> [REQUIREMENT A]: Reproduce the portion of the bank loan note starting with "The Company has" and going on through "financing upon maturity.".
> [REQUIREMENT B]: List every item whose amount the agreement limits, according to the bank loan note.

> [DOCUMENT PASSAGE]:
6. NOTE PAYABLE TO BANK
 
  The Company has a $3,500,000 revolving credit agreement, with interest payable monthly at prime minus .25%, collateralized by substantially all assets of the Company and maturing on June 30, 2004. Available credit under the revolving credit agreement was $3,106,000 at February 29, 2004, and $3,500,000 at February 28, 2003. The agreement contains provisions that require the Company to maintain specified financial ratios, restrict transactions with related parties, prohibit mergers or consolidation, disallow additional debt, and limit the amount of compensation, salaries, investments, capital expenditures and leasing transactions. The Company was in compliance with all restrictive covenants at February 29, 2004. The Company intends to renew the bank agreement or obtain other financing upon maturity.

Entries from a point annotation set
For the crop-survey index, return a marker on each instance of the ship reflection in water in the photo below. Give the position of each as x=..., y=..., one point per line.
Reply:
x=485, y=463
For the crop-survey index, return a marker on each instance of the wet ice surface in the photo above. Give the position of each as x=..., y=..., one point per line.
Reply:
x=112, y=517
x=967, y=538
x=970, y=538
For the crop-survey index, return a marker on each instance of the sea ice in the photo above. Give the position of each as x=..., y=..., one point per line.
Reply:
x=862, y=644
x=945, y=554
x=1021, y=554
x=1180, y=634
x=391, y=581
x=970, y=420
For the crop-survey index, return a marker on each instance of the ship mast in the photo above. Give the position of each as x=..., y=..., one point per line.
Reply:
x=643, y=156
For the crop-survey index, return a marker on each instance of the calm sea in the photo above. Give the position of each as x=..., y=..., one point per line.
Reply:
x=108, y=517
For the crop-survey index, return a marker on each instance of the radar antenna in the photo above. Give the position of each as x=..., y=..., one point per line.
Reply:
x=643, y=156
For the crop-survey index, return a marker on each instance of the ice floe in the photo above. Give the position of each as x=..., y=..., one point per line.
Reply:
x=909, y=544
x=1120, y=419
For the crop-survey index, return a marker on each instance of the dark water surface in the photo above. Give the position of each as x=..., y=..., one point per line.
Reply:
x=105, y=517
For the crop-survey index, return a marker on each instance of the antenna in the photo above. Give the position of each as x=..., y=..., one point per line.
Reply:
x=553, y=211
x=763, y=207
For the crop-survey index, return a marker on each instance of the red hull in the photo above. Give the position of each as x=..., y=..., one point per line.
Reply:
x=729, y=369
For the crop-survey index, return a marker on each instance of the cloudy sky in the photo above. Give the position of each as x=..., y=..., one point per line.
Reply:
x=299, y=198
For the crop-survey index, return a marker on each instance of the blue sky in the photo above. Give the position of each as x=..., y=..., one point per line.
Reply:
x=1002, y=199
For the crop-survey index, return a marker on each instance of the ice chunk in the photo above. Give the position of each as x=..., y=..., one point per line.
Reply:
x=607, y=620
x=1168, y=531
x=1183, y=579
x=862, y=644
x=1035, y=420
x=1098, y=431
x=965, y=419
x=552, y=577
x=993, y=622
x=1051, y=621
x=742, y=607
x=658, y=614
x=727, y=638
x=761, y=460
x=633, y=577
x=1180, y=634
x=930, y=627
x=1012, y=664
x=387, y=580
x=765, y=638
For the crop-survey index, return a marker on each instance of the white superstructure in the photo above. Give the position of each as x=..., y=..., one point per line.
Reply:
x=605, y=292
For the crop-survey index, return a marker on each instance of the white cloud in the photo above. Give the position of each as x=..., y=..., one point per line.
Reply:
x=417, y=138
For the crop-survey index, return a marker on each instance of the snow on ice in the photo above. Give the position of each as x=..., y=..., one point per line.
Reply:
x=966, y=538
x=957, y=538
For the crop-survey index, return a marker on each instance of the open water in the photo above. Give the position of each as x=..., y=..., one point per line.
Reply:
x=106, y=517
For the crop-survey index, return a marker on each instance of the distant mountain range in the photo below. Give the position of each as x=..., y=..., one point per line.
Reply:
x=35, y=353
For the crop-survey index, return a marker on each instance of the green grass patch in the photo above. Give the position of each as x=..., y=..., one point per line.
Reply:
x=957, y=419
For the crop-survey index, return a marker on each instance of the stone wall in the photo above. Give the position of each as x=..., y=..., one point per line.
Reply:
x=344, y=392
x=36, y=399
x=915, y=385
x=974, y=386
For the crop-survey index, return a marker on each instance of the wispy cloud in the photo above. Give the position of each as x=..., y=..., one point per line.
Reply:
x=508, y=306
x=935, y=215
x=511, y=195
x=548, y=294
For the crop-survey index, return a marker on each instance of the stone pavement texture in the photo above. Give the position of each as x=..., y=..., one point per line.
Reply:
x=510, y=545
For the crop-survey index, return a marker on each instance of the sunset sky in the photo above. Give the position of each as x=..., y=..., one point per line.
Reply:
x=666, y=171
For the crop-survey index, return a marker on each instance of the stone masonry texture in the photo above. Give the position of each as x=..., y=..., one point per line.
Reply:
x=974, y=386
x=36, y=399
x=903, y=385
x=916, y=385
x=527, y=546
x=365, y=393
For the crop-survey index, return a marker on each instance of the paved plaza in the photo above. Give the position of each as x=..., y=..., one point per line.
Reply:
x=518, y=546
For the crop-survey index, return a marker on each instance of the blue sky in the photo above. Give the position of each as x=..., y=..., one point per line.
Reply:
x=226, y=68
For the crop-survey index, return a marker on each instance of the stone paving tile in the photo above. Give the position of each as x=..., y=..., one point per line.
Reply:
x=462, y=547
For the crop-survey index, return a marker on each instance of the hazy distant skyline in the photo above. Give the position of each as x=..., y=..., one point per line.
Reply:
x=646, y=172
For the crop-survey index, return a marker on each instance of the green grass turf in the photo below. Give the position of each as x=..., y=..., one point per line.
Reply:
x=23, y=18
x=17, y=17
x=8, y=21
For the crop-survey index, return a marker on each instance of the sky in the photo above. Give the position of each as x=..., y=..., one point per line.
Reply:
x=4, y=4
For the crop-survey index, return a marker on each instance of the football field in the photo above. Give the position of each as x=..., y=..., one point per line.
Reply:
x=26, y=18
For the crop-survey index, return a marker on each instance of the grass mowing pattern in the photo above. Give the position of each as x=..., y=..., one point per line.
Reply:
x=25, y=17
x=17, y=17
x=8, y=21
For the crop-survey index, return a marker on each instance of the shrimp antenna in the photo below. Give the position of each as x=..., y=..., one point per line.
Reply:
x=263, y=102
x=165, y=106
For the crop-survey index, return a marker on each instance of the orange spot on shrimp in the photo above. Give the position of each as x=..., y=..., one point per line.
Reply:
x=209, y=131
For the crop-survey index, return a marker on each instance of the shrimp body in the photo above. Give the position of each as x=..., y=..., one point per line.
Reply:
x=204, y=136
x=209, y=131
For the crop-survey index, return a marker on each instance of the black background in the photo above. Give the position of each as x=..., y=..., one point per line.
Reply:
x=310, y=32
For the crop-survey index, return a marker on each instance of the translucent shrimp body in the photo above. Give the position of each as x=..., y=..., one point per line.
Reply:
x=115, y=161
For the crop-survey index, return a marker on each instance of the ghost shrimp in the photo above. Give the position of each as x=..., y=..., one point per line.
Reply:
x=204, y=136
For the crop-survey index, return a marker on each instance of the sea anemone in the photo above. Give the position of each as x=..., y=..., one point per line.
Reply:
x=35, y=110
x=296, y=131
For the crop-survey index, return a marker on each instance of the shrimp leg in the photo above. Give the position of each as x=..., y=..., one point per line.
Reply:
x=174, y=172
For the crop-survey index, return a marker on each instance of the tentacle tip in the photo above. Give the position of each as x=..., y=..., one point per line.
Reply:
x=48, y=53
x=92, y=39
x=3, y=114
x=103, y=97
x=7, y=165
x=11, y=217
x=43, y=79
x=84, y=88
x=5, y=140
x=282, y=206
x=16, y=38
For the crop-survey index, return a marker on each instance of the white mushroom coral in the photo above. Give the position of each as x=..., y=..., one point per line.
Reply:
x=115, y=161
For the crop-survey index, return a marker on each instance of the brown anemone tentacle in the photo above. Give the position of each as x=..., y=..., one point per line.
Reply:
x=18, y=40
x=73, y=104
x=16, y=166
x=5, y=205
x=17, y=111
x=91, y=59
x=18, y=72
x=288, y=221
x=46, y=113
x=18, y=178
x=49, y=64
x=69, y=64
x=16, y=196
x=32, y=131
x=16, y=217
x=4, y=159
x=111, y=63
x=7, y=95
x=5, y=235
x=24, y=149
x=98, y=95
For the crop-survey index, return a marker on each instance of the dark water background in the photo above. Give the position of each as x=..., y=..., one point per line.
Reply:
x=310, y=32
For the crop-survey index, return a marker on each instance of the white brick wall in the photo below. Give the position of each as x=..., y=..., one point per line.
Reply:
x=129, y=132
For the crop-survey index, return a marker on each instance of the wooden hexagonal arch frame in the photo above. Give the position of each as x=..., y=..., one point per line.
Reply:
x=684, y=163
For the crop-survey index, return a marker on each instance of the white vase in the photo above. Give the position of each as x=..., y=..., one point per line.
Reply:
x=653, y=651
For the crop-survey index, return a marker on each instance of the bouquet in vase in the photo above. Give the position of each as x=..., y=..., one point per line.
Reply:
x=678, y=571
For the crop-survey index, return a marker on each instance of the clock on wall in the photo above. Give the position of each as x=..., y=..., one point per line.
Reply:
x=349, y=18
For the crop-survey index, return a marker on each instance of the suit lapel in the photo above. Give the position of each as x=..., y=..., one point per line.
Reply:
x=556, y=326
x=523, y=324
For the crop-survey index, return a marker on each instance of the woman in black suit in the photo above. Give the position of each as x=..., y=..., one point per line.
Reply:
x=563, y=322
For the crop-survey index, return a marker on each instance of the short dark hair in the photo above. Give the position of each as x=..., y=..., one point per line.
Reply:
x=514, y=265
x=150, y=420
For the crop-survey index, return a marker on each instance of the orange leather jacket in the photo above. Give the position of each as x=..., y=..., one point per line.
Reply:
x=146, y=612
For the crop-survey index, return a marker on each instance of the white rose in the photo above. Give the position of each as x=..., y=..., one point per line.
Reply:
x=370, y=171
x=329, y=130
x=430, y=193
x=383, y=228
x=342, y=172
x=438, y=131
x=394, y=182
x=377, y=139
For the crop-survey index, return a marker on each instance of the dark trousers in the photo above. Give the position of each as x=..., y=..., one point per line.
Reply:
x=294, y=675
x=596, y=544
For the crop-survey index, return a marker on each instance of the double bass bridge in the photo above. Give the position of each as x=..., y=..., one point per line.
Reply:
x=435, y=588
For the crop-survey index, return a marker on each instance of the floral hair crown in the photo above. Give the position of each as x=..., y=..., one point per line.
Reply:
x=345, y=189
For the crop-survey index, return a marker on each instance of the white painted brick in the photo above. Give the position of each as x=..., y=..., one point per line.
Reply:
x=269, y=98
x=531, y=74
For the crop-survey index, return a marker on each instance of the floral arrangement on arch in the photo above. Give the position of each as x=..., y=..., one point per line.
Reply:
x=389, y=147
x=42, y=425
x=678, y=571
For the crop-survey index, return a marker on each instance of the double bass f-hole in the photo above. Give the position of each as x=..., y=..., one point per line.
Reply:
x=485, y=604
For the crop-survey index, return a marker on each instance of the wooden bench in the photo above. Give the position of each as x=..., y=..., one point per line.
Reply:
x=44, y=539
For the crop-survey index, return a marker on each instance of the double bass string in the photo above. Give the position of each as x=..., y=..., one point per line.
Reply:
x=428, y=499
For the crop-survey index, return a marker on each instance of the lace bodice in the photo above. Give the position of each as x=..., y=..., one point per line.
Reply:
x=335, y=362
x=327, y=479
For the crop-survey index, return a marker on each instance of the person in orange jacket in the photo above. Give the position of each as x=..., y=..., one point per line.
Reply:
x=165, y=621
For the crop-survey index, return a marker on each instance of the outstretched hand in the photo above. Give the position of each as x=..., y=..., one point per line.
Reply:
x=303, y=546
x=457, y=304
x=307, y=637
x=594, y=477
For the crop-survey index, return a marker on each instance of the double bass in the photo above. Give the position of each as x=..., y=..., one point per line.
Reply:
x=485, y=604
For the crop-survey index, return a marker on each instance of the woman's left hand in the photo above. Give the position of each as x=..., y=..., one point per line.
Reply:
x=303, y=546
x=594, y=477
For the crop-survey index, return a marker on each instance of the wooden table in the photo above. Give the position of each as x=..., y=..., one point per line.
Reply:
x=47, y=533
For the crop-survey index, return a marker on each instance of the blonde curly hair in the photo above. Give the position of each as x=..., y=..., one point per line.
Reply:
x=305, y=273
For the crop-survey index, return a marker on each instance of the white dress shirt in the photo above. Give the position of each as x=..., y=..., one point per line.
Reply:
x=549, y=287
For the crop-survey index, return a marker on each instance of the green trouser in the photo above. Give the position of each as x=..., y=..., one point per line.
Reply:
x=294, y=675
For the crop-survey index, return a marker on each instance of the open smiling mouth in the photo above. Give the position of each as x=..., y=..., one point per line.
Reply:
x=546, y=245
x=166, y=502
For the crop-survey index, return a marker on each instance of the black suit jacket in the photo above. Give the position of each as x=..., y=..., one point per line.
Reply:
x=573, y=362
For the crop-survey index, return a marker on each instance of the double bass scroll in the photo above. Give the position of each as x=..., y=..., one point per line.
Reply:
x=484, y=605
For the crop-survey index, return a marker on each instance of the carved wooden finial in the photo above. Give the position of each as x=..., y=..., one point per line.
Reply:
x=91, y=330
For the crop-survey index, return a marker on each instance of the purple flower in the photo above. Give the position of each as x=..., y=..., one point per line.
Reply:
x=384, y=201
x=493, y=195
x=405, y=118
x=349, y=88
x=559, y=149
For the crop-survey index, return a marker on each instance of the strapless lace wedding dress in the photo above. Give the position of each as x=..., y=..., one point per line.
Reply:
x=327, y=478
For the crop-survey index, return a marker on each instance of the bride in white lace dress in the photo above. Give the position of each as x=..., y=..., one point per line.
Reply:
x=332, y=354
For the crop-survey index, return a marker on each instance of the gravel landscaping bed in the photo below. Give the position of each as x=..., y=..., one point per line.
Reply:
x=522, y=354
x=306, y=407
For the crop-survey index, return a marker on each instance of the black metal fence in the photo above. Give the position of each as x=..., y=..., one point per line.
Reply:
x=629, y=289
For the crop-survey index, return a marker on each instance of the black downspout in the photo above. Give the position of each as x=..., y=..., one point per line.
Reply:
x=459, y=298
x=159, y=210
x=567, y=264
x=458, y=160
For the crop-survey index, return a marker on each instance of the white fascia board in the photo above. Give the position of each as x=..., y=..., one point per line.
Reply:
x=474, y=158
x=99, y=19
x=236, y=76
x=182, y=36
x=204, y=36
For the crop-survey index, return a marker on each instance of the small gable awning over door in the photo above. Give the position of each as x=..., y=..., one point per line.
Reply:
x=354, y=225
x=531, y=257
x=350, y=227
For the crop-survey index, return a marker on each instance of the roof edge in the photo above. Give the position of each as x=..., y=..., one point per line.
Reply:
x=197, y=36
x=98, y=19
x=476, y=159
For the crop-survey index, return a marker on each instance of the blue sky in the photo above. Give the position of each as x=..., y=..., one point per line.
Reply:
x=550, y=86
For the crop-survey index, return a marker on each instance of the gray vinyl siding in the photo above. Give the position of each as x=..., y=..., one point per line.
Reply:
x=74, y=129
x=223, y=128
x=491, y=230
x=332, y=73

> [TASK RESPONSE A]:
The Company has a $3,500,000 revolving credit agreement, with interest payable monthly at prime minus .25%, collateralized by substantially all assets of the Company and maturing on June 30, 2004. Available credit under the revolving credit agreement was $3,106,000 at February 29, 2004, and $3,500,000 at February 28, 2003. The agreement contains provisions that require the Company to maintain specified financial ratios, restrict transactions with related parties, prohibit mergers or consolidation, disallow additional debt, and limit the amount of compensation, salaries, investments, capital expenditures and leasing transactions. The Company was in compliance with all restrictive covenants at February 29, 2004. The Company intends to renew the bank agreement or obtain other financing upon maturity.

> [TASK RESPONSE B]: compensation, salaries, investments, capital expenditures, leasing transactions